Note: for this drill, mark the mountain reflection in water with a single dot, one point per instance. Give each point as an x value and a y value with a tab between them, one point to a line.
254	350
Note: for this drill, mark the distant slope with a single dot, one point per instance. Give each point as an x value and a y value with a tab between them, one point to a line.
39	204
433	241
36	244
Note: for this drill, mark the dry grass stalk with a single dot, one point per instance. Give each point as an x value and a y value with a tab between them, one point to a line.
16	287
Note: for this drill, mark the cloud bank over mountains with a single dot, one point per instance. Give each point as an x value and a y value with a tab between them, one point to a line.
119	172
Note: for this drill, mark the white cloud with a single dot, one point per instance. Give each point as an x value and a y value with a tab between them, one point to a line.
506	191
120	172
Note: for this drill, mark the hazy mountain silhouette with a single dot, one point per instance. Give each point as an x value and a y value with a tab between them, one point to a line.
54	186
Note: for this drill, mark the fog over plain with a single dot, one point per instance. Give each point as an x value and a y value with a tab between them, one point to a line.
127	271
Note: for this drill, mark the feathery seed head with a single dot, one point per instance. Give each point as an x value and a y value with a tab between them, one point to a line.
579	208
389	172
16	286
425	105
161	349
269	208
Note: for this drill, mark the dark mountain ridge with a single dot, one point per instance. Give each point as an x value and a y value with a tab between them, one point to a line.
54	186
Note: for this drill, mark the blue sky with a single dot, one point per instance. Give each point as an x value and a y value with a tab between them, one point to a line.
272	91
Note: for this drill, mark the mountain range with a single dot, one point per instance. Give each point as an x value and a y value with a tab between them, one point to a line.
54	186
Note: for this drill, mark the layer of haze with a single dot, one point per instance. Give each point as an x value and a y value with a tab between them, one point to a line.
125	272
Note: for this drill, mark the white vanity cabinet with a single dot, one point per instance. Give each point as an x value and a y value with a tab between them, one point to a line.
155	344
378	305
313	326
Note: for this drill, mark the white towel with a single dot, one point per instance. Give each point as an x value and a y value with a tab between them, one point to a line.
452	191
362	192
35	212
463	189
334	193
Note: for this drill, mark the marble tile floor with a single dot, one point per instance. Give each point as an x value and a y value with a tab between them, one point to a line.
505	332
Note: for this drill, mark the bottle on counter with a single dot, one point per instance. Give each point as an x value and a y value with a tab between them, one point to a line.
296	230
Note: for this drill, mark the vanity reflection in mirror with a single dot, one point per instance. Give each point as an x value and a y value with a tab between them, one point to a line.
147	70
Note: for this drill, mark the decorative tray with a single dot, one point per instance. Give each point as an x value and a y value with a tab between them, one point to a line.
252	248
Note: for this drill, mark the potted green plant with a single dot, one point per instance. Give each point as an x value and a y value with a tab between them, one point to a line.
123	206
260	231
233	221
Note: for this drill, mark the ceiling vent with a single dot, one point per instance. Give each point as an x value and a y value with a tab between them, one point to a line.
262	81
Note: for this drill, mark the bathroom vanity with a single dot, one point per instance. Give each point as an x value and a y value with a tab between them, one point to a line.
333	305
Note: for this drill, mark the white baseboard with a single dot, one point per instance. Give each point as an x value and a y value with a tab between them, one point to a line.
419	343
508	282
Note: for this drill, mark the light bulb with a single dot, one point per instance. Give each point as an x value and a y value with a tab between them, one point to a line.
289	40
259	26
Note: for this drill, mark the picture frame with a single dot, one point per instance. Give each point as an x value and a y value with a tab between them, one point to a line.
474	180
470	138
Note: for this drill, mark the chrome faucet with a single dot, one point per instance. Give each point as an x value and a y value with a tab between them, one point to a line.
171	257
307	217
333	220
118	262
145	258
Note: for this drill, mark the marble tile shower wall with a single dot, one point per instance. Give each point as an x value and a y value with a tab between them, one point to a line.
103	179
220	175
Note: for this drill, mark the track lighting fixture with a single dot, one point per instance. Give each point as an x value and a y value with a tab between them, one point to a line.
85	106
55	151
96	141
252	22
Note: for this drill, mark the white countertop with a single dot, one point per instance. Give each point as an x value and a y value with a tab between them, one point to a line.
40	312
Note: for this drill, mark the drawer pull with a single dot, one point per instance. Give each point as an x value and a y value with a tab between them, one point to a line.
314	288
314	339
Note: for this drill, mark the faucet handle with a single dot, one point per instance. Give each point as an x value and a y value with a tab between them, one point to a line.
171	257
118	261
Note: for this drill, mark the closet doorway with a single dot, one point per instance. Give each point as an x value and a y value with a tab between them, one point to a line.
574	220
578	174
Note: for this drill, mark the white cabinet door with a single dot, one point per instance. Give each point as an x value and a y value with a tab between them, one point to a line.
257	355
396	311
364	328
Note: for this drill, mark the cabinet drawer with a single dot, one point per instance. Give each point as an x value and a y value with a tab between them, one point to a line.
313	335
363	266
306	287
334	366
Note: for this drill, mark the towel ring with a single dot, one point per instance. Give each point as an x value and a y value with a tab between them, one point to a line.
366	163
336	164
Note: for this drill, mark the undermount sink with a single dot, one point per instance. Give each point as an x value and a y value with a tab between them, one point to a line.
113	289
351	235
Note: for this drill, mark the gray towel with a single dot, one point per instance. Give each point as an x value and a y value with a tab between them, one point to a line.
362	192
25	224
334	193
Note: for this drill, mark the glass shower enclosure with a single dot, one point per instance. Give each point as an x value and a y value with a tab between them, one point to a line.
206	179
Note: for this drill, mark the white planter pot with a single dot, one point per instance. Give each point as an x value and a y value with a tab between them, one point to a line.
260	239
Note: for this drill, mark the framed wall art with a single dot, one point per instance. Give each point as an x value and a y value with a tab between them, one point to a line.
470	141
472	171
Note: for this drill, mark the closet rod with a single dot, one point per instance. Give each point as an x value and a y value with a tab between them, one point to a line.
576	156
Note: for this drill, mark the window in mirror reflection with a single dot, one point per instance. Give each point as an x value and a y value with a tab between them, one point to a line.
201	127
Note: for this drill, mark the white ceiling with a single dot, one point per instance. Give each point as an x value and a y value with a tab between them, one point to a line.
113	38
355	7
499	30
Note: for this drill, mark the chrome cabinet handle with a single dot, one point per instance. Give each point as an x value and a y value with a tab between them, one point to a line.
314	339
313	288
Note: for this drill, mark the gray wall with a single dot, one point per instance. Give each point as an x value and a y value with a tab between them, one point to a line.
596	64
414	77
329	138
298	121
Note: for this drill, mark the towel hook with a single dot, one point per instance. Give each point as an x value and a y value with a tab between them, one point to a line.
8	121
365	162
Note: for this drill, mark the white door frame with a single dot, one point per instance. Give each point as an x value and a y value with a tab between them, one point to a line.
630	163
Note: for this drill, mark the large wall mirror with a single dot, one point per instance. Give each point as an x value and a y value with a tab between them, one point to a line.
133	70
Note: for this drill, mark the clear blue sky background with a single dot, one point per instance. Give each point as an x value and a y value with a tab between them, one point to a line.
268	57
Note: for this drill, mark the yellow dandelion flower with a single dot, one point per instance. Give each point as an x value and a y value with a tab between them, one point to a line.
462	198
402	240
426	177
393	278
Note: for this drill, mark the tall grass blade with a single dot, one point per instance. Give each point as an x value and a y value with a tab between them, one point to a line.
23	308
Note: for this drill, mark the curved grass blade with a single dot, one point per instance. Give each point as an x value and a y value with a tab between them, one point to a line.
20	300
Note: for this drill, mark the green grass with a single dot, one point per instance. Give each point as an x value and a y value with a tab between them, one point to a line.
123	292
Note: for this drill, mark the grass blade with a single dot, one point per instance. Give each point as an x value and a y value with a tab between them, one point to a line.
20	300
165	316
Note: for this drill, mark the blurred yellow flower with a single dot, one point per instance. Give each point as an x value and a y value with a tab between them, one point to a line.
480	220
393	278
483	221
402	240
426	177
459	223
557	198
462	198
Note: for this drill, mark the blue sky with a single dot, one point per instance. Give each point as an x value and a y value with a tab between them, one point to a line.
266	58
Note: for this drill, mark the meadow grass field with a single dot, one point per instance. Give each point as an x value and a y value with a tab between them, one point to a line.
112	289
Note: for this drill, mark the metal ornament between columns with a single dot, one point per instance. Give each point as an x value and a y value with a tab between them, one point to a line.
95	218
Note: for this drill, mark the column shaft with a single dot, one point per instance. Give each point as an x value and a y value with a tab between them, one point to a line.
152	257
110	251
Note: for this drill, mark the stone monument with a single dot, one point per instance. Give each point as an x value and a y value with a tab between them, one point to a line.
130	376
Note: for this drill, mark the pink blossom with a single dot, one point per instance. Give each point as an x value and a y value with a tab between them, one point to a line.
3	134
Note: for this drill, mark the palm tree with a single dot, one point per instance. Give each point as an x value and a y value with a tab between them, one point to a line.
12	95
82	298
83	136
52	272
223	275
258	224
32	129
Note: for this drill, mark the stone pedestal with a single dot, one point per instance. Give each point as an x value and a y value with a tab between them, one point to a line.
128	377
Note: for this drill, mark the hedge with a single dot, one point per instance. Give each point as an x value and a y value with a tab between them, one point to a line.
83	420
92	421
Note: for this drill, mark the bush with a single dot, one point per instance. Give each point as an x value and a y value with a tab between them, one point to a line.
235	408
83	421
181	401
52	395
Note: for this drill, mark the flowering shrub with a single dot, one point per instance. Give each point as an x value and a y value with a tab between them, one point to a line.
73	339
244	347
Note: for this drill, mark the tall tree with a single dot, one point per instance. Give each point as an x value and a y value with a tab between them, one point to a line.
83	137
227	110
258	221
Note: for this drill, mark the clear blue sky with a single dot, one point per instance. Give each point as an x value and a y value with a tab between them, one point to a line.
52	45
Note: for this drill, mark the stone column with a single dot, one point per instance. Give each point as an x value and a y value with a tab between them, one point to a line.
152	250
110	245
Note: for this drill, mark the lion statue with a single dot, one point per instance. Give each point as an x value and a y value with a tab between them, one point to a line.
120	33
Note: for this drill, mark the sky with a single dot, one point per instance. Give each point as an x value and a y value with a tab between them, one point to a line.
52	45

━━━━━━

### [EXERCISE]
Could you quote, exactly as they appear, the line containing "Note: for this drill, mark the stone pedestal" and every line after it to the end of the records above?

### [OUTPUT OF THE TASK]
Note: for this drill, mark the stone pedestal with a single dot, one point per instance. Give each point as an x value and a y value with a tab between them, one point to a line.
128	377
Note: for this drill, mark the hedge with a single dot, one point per instance. Give each point as an x value and a y value with a tab between them, one point to a line.
83	420
92	421
Note: for this drill, mark the bush with a single dot, one point per instance. Give each point as an x value and a y value with a tab between them, one point to a line.
235	408
83	421
181	401
52	395
Note: for this drill, mark the flowering shrub with a single dot, one point per instance. Give each point as an x value and a y value with a tab between them, one point to a line.
73	339
244	347
Note: for this drill, mark the tall tree with a single dot, one point per instance. Give each point as an x value and a y value with a tab between them, one point to a line.
83	137
227	110
258	221
Note: for this drill, mark the clear blue sky with a single dot, one point per instance. Give each point as an x value and a y value with a tab between them, one point to a line.
52	45
Note: for this drill, mark the stone column with a single dot, one point per instance. Give each point as an x value and a y value with a tab between them, one point to a line.
152	250
110	245
Note: for this drill, mark the lion statue with a single dot, one point per instance. Give each point as an x value and a y value with a tab between them, one point to a line.
120	33
Note: for this drill, mark the sky with a single dot, one point per instance. Give each point as an x value and a y value with a tab between them, one point to a line.
52	45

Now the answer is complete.